The words of the guide still rang through my ears as we approached the steep drop in the river, “this is the most dangerous rapid on the whole route”. I paddled with all my strength to get us into the correct position, yet it was all in vain as the current slowly spun us around. The raft was now heading to the drop…backwards. Helplessly, we dropped off the edge of the world into the unknown...
Sugarcane fields and mountain backdrops were all the eye could see from the van. One of the instructors from the white water rafting company addressed us and talked through the day. “You must all be adrenaline junkies,” he started in his American twang (he was ex-marine), “the grade 4 raids of the Russell River are up there with skydiving, scuba diving and bungee jumping!” We all looked at each other confused. Is this what we really signed up for?
All of the rafting supplies were unloaded into a spacious green field, with the rain forest in the distance and the mountains behind that. It was like a scene from Jurassic Park. I picked up a bundle of rafting boat floors & my paddle and followed the group into the forest. The floors weren’t that heavy but when negotiating the dimensions through the ancient vegetation, muddy slopes and loose grounding in creeks, things became tricky. Beside spiders, there were leeches to be worried about and this poisoned plant where the needles would have to be surgically removed if coming in contact with it. There were stories of soldiers in the war taking their own lives when they ran face first into the leaves and they could no longer deal with the pain.
After forty-five minutes of trekking, the narrow path opened onto a quiet stretch of the river where we inflated our own rafts with the pumps and took a well deserved water break. Unlike conventional rafts, these were two seated ones. Alan and Nathan were to go with the girls as they were the most experienced paddlers. That left Bryce and I.
I had met Bryce a few weeks prior and liked him due to his wacky humour and ‘gentle’ disposition. Also, he was once in the top five Smash Bros. players in all of Australia, I have not played him yet but I hope to give him a good match. Now I was putting my life into his hands. We decided that he would take the more important position as the driver in the back, while I would paddle in the front.
All the rafters spent a few minutes paddling around the calm waters to get used to their boat. There was also an opportunity to jump into the water and practice getting back into the raft in case we went overboard. I threw myself off the edge into the river. Oof! That was icy. I was pleased that I managed to pull myself back into the boat rather easily. What I was concerned about was that the raft had no sense of direction. Bryce was taking a while to get to grips with the steering. We need some more time…oh, the instructors are signalling everyone to go down stream. I’ve got a bad feeling about this.
The rafts pulled up to the shore next to this giant boulder. The instructor called for the divers to join him on the rock. Bryce shared his concerns, “do you want to take over as the driver?”. “What are you sure?” I asked him, apprehensive about the late change in tactics. “Yeah, I’m not feeling it”. I jumped out from my seat to join the others where the instructor was already underway explaining the route. “So, I want you guys to be heading in this direction,” he threw a pebble and it rippled in the river. “Then I want you dudes to hit the current here,” another pebble thrown. “Then you guys have to go between the rocks,” another. I imagined him to conclude with “if you guys don’t follow this route, you’re going to have a bad time.” So wait, how do I steer?

■ ■ ■

→ Your instructions
Carry on the rafting story on the Russell River from the point where it stops. The lines further down were taken from a different source.

■ ■ ■

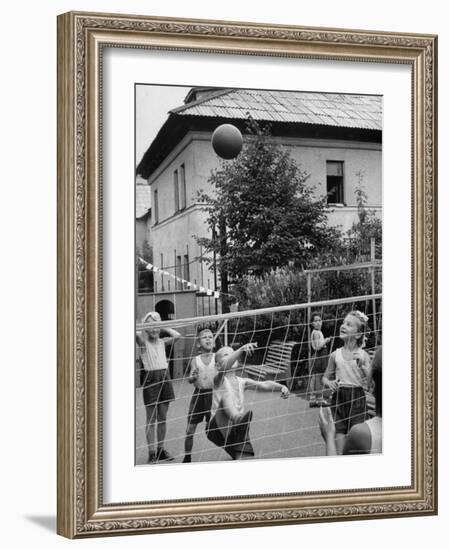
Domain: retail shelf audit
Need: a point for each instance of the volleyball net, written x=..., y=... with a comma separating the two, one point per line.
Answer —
x=283, y=353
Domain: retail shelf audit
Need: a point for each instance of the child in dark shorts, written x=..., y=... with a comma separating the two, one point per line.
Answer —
x=202, y=374
x=157, y=388
x=348, y=375
x=229, y=425
x=318, y=362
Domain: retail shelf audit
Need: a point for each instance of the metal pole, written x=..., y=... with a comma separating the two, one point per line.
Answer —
x=309, y=319
x=373, y=287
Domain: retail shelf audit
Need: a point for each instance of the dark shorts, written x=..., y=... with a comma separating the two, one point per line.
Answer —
x=157, y=387
x=237, y=443
x=348, y=405
x=199, y=408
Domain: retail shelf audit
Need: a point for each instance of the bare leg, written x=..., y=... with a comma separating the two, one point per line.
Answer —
x=340, y=440
x=150, y=428
x=188, y=444
x=162, y=410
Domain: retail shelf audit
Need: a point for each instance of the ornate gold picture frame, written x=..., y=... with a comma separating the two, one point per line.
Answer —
x=83, y=510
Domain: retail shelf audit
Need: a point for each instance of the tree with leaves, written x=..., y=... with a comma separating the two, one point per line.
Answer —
x=262, y=214
x=368, y=226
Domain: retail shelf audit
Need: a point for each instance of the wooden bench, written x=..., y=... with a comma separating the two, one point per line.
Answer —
x=276, y=365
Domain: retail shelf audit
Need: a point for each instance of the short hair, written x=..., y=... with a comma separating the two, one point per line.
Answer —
x=203, y=328
x=152, y=316
x=315, y=314
x=363, y=322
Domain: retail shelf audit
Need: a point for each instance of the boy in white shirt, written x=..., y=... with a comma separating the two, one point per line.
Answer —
x=229, y=425
x=202, y=375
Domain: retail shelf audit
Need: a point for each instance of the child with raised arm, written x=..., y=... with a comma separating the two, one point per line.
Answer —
x=229, y=425
x=348, y=375
x=363, y=438
x=157, y=386
x=202, y=375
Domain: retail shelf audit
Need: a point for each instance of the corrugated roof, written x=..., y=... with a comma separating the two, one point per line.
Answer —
x=143, y=199
x=340, y=110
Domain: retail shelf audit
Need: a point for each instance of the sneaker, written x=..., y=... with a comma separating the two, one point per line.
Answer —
x=163, y=456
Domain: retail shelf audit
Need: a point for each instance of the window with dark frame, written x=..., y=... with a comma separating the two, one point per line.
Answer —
x=162, y=276
x=176, y=190
x=178, y=272
x=335, y=184
x=186, y=274
x=156, y=207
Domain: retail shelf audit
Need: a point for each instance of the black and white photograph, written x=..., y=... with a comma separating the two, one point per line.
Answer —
x=258, y=276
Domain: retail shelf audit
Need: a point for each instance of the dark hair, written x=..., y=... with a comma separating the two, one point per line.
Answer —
x=363, y=322
x=201, y=329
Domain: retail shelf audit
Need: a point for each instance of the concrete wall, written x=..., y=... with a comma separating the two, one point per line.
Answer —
x=174, y=234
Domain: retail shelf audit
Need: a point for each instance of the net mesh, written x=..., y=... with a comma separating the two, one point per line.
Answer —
x=283, y=354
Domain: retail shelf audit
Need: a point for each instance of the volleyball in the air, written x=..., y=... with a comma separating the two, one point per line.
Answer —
x=227, y=141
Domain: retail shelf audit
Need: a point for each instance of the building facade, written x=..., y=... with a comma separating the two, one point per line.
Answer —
x=335, y=138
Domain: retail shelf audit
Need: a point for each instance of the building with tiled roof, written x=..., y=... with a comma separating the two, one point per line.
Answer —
x=336, y=138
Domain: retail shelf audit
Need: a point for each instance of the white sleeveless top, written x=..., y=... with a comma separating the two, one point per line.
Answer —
x=347, y=372
x=206, y=373
x=375, y=426
x=153, y=355
x=232, y=387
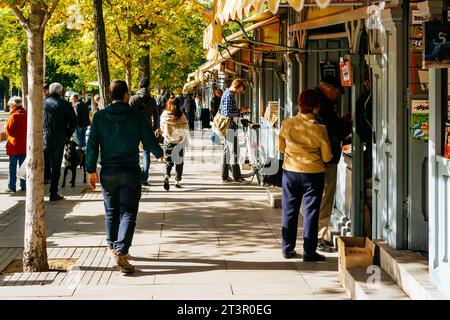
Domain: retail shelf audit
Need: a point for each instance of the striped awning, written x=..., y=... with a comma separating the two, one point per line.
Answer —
x=227, y=10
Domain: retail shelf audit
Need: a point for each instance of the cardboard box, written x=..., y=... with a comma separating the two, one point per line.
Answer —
x=354, y=252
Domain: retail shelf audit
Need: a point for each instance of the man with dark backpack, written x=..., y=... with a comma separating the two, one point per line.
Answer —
x=144, y=102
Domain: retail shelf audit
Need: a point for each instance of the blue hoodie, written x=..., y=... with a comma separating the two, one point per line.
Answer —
x=118, y=130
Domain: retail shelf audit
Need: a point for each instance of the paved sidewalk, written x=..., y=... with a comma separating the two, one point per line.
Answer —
x=205, y=241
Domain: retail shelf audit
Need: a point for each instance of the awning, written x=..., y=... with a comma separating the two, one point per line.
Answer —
x=235, y=9
x=212, y=36
x=196, y=77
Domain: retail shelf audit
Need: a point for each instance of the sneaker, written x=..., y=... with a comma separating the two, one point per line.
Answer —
x=290, y=254
x=122, y=263
x=56, y=197
x=313, y=257
x=111, y=253
x=166, y=184
x=325, y=247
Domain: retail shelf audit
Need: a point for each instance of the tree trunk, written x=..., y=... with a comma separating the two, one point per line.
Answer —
x=6, y=93
x=128, y=65
x=144, y=64
x=102, y=55
x=93, y=104
x=35, y=247
x=24, y=73
x=128, y=74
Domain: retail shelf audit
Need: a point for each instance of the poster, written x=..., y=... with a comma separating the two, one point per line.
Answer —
x=345, y=73
x=329, y=68
x=437, y=45
x=420, y=114
x=447, y=141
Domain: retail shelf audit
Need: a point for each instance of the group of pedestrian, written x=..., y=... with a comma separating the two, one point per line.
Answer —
x=311, y=144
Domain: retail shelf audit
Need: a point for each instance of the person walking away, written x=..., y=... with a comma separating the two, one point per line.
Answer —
x=16, y=145
x=189, y=109
x=228, y=108
x=330, y=91
x=60, y=122
x=306, y=147
x=116, y=133
x=173, y=124
x=144, y=102
x=82, y=112
x=215, y=102
x=161, y=101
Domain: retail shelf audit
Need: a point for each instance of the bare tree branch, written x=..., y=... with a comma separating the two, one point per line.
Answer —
x=115, y=53
x=44, y=6
x=118, y=33
x=23, y=21
x=49, y=13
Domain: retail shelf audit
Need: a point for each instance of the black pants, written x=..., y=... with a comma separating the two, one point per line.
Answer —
x=174, y=154
x=52, y=169
x=297, y=187
x=231, y=154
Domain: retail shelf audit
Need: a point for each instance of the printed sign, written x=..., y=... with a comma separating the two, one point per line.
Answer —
x=329, y=68
x=346, y=73
x=437, y=46
x=420, y=115
x=417, y=18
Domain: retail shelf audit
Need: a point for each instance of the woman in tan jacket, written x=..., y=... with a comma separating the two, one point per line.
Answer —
x=173, y=125
x=305, y=144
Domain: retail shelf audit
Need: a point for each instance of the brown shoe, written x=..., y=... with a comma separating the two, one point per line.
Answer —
x=122, y=263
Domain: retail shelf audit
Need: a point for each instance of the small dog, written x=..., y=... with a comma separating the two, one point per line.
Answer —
x=73, y=157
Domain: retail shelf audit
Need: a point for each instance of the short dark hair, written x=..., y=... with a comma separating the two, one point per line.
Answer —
x=237, y=83
x=144, y=83
x=308, y=100
x=117, y=89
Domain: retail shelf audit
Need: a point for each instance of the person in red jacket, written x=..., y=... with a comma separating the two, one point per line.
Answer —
x=16, y=130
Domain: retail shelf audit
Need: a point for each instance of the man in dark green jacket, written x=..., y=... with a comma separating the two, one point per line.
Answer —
x=117, y=131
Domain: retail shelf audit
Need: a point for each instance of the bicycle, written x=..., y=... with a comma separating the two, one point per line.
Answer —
x=253, y=160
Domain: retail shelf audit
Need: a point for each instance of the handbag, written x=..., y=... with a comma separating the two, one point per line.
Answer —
x=159, y=135
x=221, y=123
x=22, y=172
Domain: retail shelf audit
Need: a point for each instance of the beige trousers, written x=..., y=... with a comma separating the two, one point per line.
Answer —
x=326, y=206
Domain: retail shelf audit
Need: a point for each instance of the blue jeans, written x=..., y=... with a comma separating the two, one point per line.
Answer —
x=298, y=186
x=14, y=162
x=191, y=118
x=146, y=165
x=53, y=159
x=121, y=188
x=81, y=136
x=178, y=162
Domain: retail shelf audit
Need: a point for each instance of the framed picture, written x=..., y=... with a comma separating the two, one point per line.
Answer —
x=436, y=45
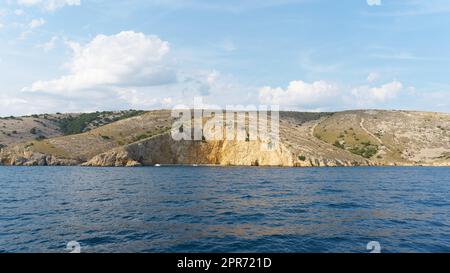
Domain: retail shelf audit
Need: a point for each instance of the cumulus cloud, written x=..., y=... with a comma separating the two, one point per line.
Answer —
x=122, y=60
x=299, y=94
x=374, y=2
x=369, y=95
x=50, y=5
x=35, y=23
x=49, y=45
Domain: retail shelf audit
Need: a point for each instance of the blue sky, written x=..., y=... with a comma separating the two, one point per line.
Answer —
x=309, y=55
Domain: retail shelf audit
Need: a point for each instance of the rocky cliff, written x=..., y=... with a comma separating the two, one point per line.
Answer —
x=351, y=138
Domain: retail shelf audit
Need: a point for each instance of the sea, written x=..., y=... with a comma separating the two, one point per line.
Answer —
x=198, y=209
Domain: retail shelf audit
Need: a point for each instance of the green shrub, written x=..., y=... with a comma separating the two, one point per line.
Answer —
x=339, y=145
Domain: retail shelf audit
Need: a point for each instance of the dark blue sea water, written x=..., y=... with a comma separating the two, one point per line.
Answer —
x=205, y=209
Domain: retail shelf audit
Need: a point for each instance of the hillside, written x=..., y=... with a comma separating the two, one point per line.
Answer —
x=350, y=138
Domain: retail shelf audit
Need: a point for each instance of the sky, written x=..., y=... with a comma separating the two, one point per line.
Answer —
x=304, y=55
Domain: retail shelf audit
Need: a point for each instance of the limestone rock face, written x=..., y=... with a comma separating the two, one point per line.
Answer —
x=349, y=138
x=163, y=150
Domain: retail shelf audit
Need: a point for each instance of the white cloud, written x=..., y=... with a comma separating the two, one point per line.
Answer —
x=373, y=76
x=49, y=5
x=374, y=2
x=49, y=45
x=367, y=95
x=122, y=60
x=35, y=23
x=299, y=94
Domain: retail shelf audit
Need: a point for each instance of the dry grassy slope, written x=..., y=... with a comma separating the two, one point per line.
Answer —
x=86, y=145
x=402, y=137
x=307, y=139
x=19, y=129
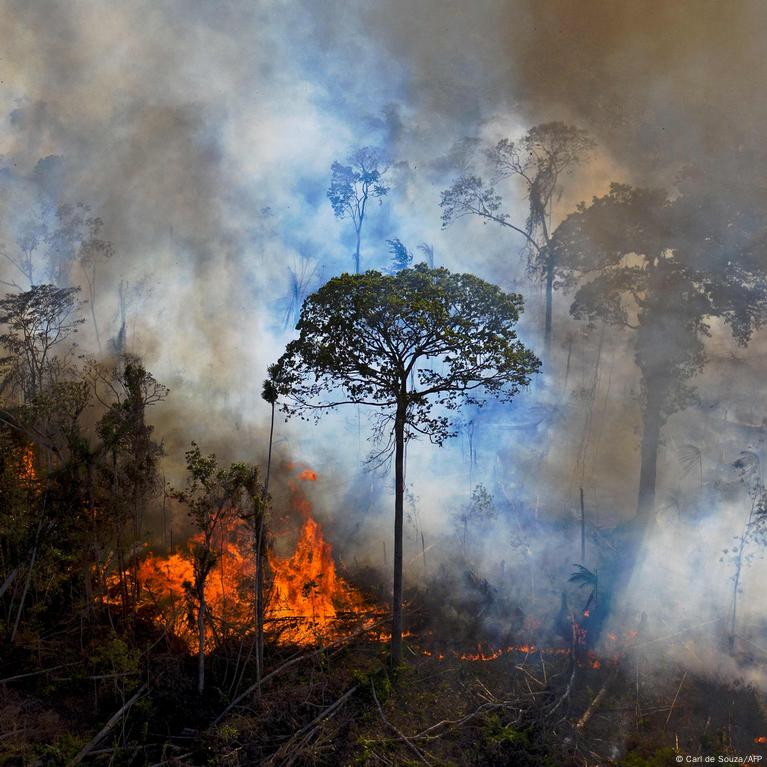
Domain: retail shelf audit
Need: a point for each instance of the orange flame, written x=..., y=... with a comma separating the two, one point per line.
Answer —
x=26, y=468
x=305, y=602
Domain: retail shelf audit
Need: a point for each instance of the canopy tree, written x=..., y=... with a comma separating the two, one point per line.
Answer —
x=353, y=185
x=415, y=346
x=538, y=161
x=665, y=269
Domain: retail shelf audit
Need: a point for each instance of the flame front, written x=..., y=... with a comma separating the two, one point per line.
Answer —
x=307, y=592
x=305, y=602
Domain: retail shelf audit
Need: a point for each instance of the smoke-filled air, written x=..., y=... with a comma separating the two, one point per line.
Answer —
x=381, y=383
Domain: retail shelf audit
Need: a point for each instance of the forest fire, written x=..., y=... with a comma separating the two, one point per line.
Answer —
x=305, y=597
x=308, y=595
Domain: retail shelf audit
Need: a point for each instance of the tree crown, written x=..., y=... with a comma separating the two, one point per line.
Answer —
x=419, y=338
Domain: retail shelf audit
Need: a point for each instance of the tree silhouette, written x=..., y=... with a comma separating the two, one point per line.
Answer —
x=415, y=346
x=353, y=185
x=538, y=160
x=664, y=269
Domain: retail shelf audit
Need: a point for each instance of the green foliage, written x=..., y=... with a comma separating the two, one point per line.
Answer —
x=502, y=743
x=38, y=323
x=362, y=338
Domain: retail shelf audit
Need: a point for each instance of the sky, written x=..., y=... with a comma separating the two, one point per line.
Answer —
x=202, y=134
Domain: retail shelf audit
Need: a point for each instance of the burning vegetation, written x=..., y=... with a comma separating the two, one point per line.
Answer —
x=536, y=532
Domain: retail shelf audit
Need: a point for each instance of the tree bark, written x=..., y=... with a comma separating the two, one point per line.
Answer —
x=357, y=251
x=201, y=642
x=399, y=502
x=549, y=305
x=649, y=457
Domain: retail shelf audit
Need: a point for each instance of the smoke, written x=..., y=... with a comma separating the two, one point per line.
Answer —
x=203, y=136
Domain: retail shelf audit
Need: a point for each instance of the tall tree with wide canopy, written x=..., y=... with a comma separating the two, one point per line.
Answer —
x=538, y=161
x=665, y=269
x=415, y=346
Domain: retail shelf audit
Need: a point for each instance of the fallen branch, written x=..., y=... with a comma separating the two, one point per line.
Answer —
x=107, y=728
x=292, y=662
x=301, y=738
x=417, y=751
x=594, y=705
x=37, y=673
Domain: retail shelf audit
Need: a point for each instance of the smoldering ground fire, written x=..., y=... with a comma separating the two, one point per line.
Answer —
x=174, y=162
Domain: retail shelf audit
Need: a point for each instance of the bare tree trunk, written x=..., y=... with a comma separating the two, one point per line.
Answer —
x=649, y=457
x=357, y=251
x=549, y=305
x=201, y=642
x=260, y=560
x=399, y=496
x=27, y=581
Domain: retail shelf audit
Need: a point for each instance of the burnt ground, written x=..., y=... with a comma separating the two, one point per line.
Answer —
x=343, y=706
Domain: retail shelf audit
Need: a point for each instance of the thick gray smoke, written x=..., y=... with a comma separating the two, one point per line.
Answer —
x=203, y=134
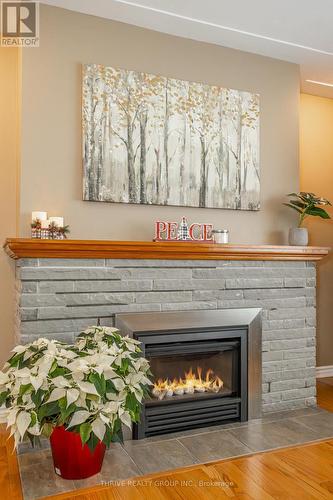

■ ■ ■

→ Exercise result
Bryce and I were one of the last to launch off as I tried to get to grips with my new role. It was not fruitful as our first rapid ended up with us getting stuck on a rock. Things did not get any better as we struggled in the rapids. Taking wrong turns, getting battered by rocks and getting swept with the current.
Hold on, lets rewind back a bit. What level of rapids did the instructor say this was? Grade 4? This is what Wikipedia describes Grade 4 as:
“Whitewater, medium waves, maybe rocks, maybe a considerable drop, sharp maneuvers may be needed. (Skill level: whitewater experience)”
Hmm, OK. Whitewater experience? This is what Wikipedia says about Grade 3:
“May require significant maneuvering. (Skill level: experienced paddling skills)”
Hmm, OK. Paddling experience? Does being twice on a kayak count? I was perhaps two levels behind the requirements with the most experience between the two of us. Time to get some inspiration. We paddled off to a calm part of the river and proceeded to venture into a cave tunnel carved into the hillside. From the darkness we appeared into a secluded pit where a hidden waterfall fell. Due to the sunshine, a constant rainbow formed in the spray. The guide told us that this was an Aboriginal ritual birth pool. With the soft stones, a paste was made on the boulders and everyone starting smearing patterns on their bodies. I drew some war paint across my face and prepared to go into battle with the Russell.
The raft sedately drifted down the river with not much paddling required. A butterfly with the perfect hue of blue fluttered past our heads, disappearing in the sunshine. The calm before the storm. Now we were going off the most dangerous drop…backwards. When you are in that situation you come to terms with what was happening quite quickly and you brace yourself. The raft fell for a few seconds and I imagine we hit something on the way down as Bryce went flying overboard. Now riding solo, it was impossible to steer as you did not know what was in front of the raft but all of a sudden I was out in the river floating backwards.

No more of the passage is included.